• [Study text]
[Start of section]
Getting started with pandas and COVID-19 data

Python is a simple and elegant programming language used widely in the scientific community. There are thousands of libraries and frameworks that extend the reach of the language even further. Pandas is a data analysis framework that can be used to easily read data files then manipulate them to analyse the information. You can even plot graphs of your results. Here is a simple example. The European Centre for Disease Prevention and Control centralise data on the worldwide COVID-19 infections and deaths. You can download this in Excel format here.

The data is a simple table with daily entries for each country:

eu_data

Load this into a pandas DataFrame in 1 line and print out a summary:

df = pd.read_excel("COVID-19-geographic-disbtribution-worldwide.xlsx").set_index("dateRep")
[End of section]
• [Required tasks]
- A) In the pandas article, rewrite the passage that begins at the words "Getting started with" and stops after "Excel format here.", replacing "Excel" with "CSV".
- B) Extend the pandas article from the point where it ends.
The material that comes next has nothing to do with this.

• [The data]
[Start of section]
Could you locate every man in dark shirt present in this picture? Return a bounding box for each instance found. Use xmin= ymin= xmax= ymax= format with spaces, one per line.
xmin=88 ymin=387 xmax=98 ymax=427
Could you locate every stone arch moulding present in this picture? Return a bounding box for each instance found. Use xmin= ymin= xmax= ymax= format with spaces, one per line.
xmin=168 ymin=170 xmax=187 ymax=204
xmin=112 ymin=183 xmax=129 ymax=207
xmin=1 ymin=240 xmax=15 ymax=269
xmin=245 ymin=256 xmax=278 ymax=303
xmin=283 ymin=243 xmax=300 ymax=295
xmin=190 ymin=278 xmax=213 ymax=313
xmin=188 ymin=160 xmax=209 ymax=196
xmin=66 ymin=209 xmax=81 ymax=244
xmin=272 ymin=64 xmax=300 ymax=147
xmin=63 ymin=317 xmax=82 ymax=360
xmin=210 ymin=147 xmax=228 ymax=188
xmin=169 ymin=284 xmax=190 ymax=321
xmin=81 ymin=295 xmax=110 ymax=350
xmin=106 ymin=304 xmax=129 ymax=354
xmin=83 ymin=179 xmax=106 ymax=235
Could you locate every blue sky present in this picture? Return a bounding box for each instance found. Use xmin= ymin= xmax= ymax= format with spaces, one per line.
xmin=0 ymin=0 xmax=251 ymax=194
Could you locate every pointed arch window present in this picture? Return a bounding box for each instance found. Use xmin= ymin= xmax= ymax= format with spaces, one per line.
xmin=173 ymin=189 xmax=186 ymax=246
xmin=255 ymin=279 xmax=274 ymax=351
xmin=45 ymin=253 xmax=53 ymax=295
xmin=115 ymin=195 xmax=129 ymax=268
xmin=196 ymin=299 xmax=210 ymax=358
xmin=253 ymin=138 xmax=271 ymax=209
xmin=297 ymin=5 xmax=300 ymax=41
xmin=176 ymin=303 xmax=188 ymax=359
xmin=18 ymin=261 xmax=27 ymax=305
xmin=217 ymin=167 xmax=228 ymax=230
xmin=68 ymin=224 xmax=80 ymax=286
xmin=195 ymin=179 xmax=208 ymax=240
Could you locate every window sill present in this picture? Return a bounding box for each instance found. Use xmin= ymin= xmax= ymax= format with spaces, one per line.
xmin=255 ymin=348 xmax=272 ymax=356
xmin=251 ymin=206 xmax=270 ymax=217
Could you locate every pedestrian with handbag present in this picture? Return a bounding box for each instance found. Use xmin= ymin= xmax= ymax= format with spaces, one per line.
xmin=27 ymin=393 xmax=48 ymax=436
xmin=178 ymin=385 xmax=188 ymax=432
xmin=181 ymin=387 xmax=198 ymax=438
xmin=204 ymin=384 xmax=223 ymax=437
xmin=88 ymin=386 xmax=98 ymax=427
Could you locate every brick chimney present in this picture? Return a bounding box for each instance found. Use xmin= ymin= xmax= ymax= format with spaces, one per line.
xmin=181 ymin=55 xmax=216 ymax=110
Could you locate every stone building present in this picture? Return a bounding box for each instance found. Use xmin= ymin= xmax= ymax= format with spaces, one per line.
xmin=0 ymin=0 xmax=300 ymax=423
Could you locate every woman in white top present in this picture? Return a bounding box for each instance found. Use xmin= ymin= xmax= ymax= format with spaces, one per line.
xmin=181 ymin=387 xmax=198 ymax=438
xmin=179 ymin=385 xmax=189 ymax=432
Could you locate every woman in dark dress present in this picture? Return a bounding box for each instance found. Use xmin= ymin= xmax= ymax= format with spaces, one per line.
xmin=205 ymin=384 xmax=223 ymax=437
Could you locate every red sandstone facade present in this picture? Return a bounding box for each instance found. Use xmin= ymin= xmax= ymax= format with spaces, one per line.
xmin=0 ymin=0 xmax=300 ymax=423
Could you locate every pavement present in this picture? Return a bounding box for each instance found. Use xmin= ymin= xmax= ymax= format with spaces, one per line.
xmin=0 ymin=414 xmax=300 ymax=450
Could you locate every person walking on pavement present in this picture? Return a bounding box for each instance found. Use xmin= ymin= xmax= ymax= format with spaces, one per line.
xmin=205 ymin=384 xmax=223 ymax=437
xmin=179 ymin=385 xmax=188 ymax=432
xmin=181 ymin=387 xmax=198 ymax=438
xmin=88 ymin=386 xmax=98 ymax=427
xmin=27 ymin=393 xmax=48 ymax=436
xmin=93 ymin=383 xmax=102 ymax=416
[End of section]
• [Outputs by task]
- A)
Getting started with pandas and COVID-19 data

Python is a simple and elegant programming language used widely in the scientific community. There are thousands of libraries and frameworks that extend the reach of the language even further. Pandas is a data analysis framework that can be used to easily read data files then manipulate them to analyse the information. You can even plot graphs of your results. Here is a simple example. The European Centre for Disease Prevention and Control centralise data on the worldwide COVID-19 infections and deaths. You can download this in CSV format here.

- B)
df.describe()[["cases", "deaths"]]

And this is what we get:

df.describe

This doesn’t look much, but there is already a great deal going on. Pandas has loaded data from Excel, understood the various data types (dates etc) and built something called a DataFrame. Pandas can out of the box analyse the entire table and describe it back to us: 10742 data entries (count), a maximum of 2087 deaths on any given day (unfortunately recorded in the US on 11/04/2020), and 35527 new cases recorded in any country (in the US also on 11/04/2020). We even have other metrics like standard deviation, minimum values, percentiles, arithmetic means etc.

This is the beginning of what pandas DataFrames can do. In future posts we will continue to unlock the power of pandas.